Task requirements: Look below for the line with "Could you point to the small". Extract that line and each one after it through the last, word for word.

Information shown:

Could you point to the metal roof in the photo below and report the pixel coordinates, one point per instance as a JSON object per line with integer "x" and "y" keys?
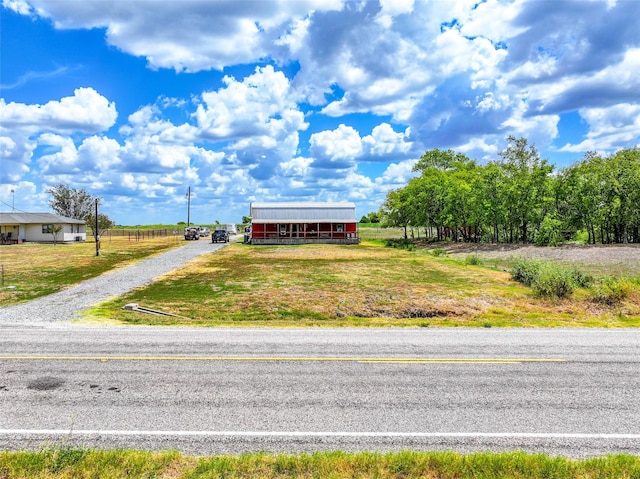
{"x": 32, "y": 218}
{"x": 303, "y": 212}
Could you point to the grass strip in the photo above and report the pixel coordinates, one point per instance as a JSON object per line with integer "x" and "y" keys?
{"x": 367, "y": 285}
{"x": 63, "y": 463}
{"x": 32, "y": 270}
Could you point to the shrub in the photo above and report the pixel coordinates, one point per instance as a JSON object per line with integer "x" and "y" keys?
{"x": 553, "y": 282}
{"x": 581, "y": 279}
{"x": 610, "y": 291}
{"x": 525, "y": 271}
{"x": 473, "y": 259}
{"x": 549, "y": 233}
{"x": 549, "y": 279}
{"x": 397, "y": 243}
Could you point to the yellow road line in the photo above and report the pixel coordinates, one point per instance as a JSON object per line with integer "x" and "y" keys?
{"x": 393, "y": 360}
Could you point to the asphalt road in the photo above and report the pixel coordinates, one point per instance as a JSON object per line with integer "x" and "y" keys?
{"x": 573, "y": 392}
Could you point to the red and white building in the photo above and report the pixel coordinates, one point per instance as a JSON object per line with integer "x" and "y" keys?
{"x": 302, "y": 223}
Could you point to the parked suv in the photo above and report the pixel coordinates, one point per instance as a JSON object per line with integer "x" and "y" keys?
{"x": 220, "y": 236}
{"x": 191, "y": 233}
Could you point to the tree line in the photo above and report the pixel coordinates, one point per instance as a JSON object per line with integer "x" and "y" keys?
{"x": 519, "y": 198}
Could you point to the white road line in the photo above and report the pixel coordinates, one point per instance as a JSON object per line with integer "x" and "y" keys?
{"x": 347, "y": 434}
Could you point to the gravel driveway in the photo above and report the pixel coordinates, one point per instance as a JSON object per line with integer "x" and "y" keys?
{"x": 67, "y": 304}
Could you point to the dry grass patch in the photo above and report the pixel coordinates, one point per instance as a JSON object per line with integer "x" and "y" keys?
{"x": 365, "y": 285}
{"x": 32, "y": 270}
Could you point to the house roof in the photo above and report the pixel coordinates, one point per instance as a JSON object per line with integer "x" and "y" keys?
{"x": 36, "y": 218}
{"x": 303, "y": 212}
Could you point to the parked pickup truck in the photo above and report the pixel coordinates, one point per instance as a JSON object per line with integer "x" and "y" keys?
{"x": 220, "y": 236}
{"x": 192, "y": 233}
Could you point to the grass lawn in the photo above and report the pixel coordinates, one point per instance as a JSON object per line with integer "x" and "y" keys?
{"x": 364, "y": 285}
{"x": 31, "y": 270}
{"x": 81, "y": 463}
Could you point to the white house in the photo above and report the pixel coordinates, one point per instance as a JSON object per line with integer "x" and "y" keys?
{"x": 39, "y": 227}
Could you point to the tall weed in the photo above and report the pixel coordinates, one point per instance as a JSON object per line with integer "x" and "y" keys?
{"x": 610, "y": 291}
{"x": 547, "y": 279}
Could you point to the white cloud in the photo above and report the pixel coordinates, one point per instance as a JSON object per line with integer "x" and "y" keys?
{"x": 86, "y": 111}
{"x": 609, "y": 129}
{"x": 262, "y": 103}
{"x": 185, "y": 36}
{"x": 383, "y": 142}
{"x": 336, "y": 148}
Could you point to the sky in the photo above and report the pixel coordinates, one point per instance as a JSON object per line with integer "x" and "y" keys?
{"x": 138, "y": 101}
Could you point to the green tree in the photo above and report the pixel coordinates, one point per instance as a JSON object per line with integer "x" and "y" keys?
{"x": 71, "y": 202}
{"x": 396, "y": 209}
{"x": 527, "y": 193}
{"x": 104, "y": 224}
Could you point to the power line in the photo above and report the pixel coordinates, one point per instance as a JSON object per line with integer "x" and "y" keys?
{"x": 15, "y": 209}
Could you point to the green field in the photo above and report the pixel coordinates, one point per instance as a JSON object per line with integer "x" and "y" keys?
{"x": 80, "y": 463}
{"x": 364, "y": 285}
{"x": 32, "y": 270}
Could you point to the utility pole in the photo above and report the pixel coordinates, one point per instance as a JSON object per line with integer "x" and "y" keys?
{"x": 97, "y": 231}
{"x": 188, "y": 206}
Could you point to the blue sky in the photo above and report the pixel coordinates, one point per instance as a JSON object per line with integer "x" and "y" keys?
{"x": 294, "y": 100}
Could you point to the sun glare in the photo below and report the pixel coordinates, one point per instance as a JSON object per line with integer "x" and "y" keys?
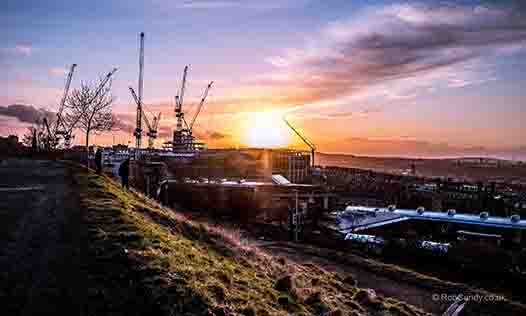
{"x": 265, "y": 129}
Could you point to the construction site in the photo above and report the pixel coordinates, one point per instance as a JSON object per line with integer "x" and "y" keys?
{"x": 275, "y": 158}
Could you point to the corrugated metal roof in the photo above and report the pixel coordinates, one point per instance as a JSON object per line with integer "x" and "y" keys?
{"x": 473, "y": 219}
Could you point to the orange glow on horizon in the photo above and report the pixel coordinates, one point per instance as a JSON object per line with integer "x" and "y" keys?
{"x": 264, "y": 129}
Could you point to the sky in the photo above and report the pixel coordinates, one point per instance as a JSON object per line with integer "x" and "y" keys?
{"x": 406, "y": 78}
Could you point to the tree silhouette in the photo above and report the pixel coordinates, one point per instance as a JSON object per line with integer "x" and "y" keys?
{"x": 90, "y": 110}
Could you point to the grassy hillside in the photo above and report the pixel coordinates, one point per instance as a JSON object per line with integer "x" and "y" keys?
{"x": 148, "y": 259}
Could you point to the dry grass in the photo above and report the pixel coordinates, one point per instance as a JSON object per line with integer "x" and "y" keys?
{"x": 175, "y": 265}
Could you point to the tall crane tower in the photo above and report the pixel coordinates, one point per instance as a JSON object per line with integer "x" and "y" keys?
{"x": 304, "y": 139}
{"x": 152, "y": 128}
{"x": 178, "y": 138}
{"x": 138, "y": 127}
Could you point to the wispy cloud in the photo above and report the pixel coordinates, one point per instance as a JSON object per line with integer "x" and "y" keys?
{"x": 20, "y": 49}
{"x": 25, "y": 113}
{"x": 58, "y": 71}
{"x": 406, "y": 42}
{"x": 242, "y": 4}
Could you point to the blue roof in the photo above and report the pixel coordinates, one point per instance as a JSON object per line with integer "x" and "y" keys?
{"x": 473, "y": 219}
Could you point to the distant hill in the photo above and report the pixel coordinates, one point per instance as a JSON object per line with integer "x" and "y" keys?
{"x": 469, "y": 168}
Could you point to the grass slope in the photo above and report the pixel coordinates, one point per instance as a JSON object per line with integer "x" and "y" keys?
{"x": 146, "y": 259}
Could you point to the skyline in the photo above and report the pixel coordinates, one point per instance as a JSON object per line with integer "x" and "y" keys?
{"x": 434, "y": 78}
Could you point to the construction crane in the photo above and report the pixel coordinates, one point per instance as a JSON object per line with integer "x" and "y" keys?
{"x": 200, "y": 106}
{"x": 152, "y": 128}
{"x": 152, "y": 133}
{"x": 305, "y": 140}
{"x": 138, "y": 127}
{"x": 179, "y": 103}
{"x": 60, "y": 127}
{"x": 68, "y": 133}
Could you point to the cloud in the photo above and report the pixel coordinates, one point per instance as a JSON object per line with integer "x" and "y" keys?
{"x": 124, "y": 123}
{"x": 217, "y": 135}
{"x": 19, "y": 49}
{"x": 24, "y": 49}
{"x": 394, "y": 43}
{"x": 407, "y": 147}
{"x": 243, "y": 4}
{"x": 25, "y": 113}
{"x": 58, "y": 71}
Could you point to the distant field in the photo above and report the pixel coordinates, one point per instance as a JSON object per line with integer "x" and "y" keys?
{"x": 464, "y": 168}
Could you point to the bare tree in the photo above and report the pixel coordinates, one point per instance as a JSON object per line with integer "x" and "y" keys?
{"x": 90, "y": 110}
{"x": 36, "y": 136}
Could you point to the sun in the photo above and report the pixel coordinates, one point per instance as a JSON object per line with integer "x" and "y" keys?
{"x": 266, "y": 130}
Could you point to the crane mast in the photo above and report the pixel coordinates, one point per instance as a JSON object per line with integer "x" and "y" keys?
{"x": 60, "y": 123}
{"x": 305, "y": 140}
{"x": 179, "y": 103}
{"x": 138, "y": 128}
{"x": 198, "y": 110}
{"x": 152, "y": 128}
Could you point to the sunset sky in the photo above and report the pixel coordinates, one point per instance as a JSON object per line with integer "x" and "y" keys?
{"x": 421, "y": 78}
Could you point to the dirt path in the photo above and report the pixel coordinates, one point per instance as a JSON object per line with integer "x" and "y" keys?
{"x": 409, "y": 293}
{"x": 41, "y": 240}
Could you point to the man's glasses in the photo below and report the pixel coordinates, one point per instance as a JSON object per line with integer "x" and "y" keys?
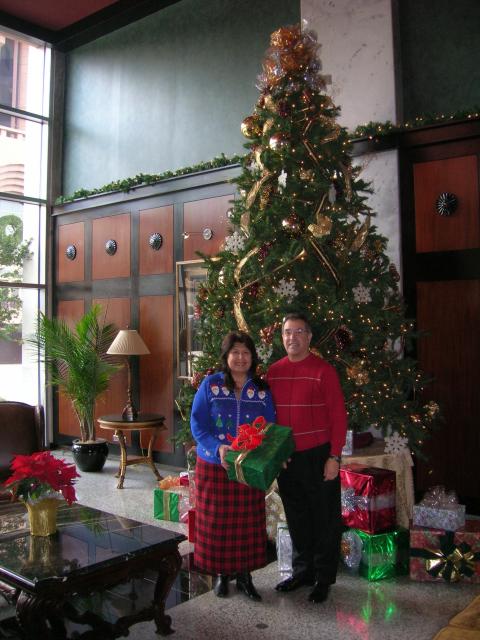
{"x": 294, "y": 332}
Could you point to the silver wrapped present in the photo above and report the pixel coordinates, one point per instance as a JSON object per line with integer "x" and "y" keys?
{"x": 284, "y": 548}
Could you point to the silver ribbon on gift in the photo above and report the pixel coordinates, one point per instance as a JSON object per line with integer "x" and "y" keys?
{"x": 352, "y": 502}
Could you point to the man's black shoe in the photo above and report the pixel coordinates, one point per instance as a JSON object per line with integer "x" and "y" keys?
{"x": 220, "y": 588}
{"x": 319, "y": 592}
{"x": 294, "y": 582}
{"x": 245, "y": 585}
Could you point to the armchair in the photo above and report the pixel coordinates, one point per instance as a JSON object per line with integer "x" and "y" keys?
{"x": 22, "y": 429}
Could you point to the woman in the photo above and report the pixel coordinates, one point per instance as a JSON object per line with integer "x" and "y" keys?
{"x": 230, "y": 529}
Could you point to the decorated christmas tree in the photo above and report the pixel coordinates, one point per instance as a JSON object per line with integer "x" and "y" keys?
{"x": 303, "y": 239}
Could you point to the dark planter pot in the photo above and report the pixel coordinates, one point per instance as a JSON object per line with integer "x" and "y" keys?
{"x": 90, "y": 456}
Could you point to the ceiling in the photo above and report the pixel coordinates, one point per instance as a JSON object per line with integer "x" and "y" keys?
{"x": 67, "y": 24}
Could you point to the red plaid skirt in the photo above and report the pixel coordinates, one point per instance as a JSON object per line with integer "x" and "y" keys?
{"x": 230, "y": 529}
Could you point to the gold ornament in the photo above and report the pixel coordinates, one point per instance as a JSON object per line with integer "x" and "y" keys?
{"x": 253, "y": 193}
{"x": 250, "y": 127}
{"x": 305, "y": 174}
{"x": 265, "y": 196}
{"x": 245, "y": 222}
{"x": 322, "y": 228}
{"x": 279, "y": 141}
{"x": 269, "y": 103}
{"x": 432, "y": 409}
{"x": 357, "y": 373}
{"x": 267, "y": 126}
{"x": 361, "y": 236}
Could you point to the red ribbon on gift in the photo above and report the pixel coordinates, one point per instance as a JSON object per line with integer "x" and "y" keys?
{"x": 249, "y": 436}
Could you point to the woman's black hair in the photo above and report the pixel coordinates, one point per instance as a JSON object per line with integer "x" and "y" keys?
{"x": 229, "y": 341}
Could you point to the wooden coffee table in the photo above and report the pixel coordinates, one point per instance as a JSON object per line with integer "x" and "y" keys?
{"x": 93, "y": 551}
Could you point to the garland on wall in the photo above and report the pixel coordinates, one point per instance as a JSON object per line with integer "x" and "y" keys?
{"x": 370, "y": 131}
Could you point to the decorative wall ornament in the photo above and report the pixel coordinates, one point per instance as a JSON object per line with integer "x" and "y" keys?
{"x": 447, "y": 203}
{"x": 111, "y": 247}
{"x": 71, "y": 252}
{"x": 155, "y": 241}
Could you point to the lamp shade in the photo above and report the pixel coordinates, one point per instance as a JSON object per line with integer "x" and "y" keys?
{"x": 128, "y": 343}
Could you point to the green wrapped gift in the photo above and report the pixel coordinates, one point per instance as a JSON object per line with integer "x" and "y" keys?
{"x": 260, "y": 466}
{"x": 171, "y": 504}
{"x": 377, "y": 555}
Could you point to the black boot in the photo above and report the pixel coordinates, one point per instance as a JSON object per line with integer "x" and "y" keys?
{"x": 245, "y": 584}
{"x": 220, "y": 588}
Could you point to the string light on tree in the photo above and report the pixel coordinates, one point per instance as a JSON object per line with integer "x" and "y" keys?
{"x": 304, "y": 240}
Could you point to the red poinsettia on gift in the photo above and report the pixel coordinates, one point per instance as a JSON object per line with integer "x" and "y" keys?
{"x": 42, "y": 475}
{"x": 249, "y": 436}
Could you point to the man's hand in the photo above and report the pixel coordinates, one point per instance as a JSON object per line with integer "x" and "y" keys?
{"x": 331, "y": 469}
{"x": 222, "y": 451}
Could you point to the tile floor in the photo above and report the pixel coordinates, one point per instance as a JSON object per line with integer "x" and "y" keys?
{"x": 395, "y": 609}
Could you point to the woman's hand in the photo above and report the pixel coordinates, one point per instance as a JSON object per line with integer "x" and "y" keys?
{"x": 222, "y": 451}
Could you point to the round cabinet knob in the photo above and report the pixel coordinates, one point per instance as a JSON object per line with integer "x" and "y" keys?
{"x": 111, "y": 247}
{"x": 447, "y": 203}
{"x": 155, "y": 241}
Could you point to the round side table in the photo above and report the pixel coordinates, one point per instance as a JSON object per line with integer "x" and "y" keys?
{"x": 152, "y": 422}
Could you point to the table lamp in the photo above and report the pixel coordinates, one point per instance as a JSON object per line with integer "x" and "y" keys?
{"x": 128, "y": 343}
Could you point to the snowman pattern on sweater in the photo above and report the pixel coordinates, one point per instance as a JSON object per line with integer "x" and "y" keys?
{"x": 216, "y": 412}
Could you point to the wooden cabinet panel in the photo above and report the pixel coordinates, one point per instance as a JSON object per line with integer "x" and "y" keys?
{"x": 461, "y": 230}
{"x": 111, "y": 228}
{"x": 70, "y": 311}
{"x": 202, "y": 214}
{"x": 449, "y": 312}
{"x": 159, "y": 220}
{"x": 117, "y": 311}
{"x": 71, "y": 270}
{"x": 156, "y": 369}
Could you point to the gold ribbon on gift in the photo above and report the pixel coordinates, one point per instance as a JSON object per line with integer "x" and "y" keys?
{"x": 242, "y": 456}
{"x": 166, "y": 505}
{"x": 238, "y": 296}
{"x": 454, "y": 563}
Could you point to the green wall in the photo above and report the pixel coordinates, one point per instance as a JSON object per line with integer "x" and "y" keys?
{"x": 167, "y": 91}
{"x": 440, "y": 53}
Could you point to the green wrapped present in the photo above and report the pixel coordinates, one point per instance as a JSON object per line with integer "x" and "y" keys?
{"x": 376, "y": 555}
{"x": 260, "y": 466}
{"x": 171, "y": 504}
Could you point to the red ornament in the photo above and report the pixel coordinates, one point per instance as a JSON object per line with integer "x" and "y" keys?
{"x": 197, "y": 379}
{"x": 284, "y": 109}
{"x": 343, "y": 337}
{"x": 264, "y": 251}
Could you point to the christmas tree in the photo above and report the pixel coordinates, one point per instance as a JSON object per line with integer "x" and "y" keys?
{"x": 302, "y": 239}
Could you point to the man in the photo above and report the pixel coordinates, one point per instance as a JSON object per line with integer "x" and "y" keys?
{"x": 308, "y": 398}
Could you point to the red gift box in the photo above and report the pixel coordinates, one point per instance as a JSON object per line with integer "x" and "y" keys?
{"x": 191, "y": 525}
{"x": 368, "y": 497}
{"x": 450, "y": 556}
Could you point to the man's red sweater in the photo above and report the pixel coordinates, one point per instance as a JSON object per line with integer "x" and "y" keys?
{"x": 308, "y": 398}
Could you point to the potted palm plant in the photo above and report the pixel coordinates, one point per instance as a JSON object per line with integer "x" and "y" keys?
{"x": 77, "y": 364}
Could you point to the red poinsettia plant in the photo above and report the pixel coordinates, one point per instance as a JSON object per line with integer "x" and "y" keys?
{"x": 42, "y": 475}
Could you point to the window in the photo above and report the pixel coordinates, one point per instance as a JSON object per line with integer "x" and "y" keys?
{"x": 24, "y": 104}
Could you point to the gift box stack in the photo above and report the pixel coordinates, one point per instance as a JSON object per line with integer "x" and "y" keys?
{"x": 259, "y": 450}
{"x": 172, "y": 499}
{"x": 373, "y": 545}
{"x": 444, "y": 545}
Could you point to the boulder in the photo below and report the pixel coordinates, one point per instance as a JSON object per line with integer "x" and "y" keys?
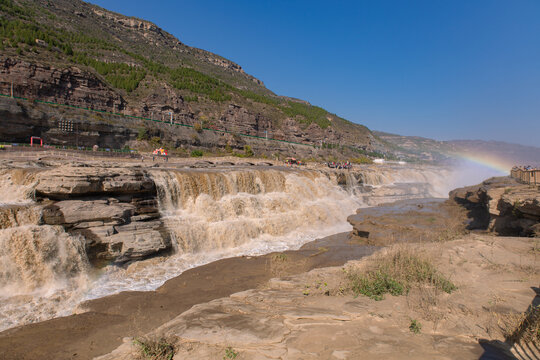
{"x": 89, "y": 213}
{"x": 501, "y": 205}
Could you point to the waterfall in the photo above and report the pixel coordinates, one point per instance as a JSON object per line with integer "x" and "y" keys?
{"x": 43, "y": 271}
{"x": 209, "y": 213}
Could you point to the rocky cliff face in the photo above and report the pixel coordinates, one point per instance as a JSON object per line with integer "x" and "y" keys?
{"x": 90, "y": 57}
{"x": 501, "y": 205}
{"x": 69, "y": 85}
{"x": 115, "y": 211}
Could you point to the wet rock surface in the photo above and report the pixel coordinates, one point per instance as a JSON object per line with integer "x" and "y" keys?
{"x": 501, "y": 205}
{"x": 408, "y": 221}
{"x": 114, "y": 210}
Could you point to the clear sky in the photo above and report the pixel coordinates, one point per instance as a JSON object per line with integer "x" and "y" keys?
{"x": 457, "y": 69}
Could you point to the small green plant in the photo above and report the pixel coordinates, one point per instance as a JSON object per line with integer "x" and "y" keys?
{"x": 280, "y": 257}
{"x": 375, "y": 284}
{"x": 155, "y": 350}
{"x": 415, "y": 326}
{"x": 395, "y": 274}
{"x": 142, "y": 135}
{"x": 230, "y": 353}
{"x": 515, "y": 210}
{"x": 248, "y": 151}
{"x": 362, "y": 159}
{"x": 196, "y": 153}
{"x": 155, "y": 141}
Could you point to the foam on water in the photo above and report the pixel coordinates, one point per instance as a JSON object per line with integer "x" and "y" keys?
{"x": 210, "y": 215}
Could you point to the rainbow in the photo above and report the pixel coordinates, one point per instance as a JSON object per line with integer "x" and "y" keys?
{"x": 490, "y": 161}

Solution to this problem:
Could you point to the small green plant in the photo above and report the pixel coordinates, one point per instance as a JSON object per line with integer "x" and "y" keys?
{"x": 280, "y": 257}
{"x": 375, "y": 284}
{"x": 155, "y": 350}
{"x": 415, "y": 326}
{"x": 395, "y": 274}
{"x": 142, "y": 135}
{"x": 230, "y": 353}
{"x": 515, "y": 210}
{"x": 248, "y": 151}
{"x": 362, "y": 159}
{"x": 196, "y": 153}
{"x": 155, "y": 141}
Could you point to the foam on water in the photo above and report the pixel coordinates, one point per instance as a JSON object per line with integer "x" and "y" keys?
{"x": 210, "y": 215}
Could you point to the rainbow in the photo above and report the pixel coordinates, one point per instance as a JSON object per line with integer "x" and "y" keys?
{"x": 490, "y": 161}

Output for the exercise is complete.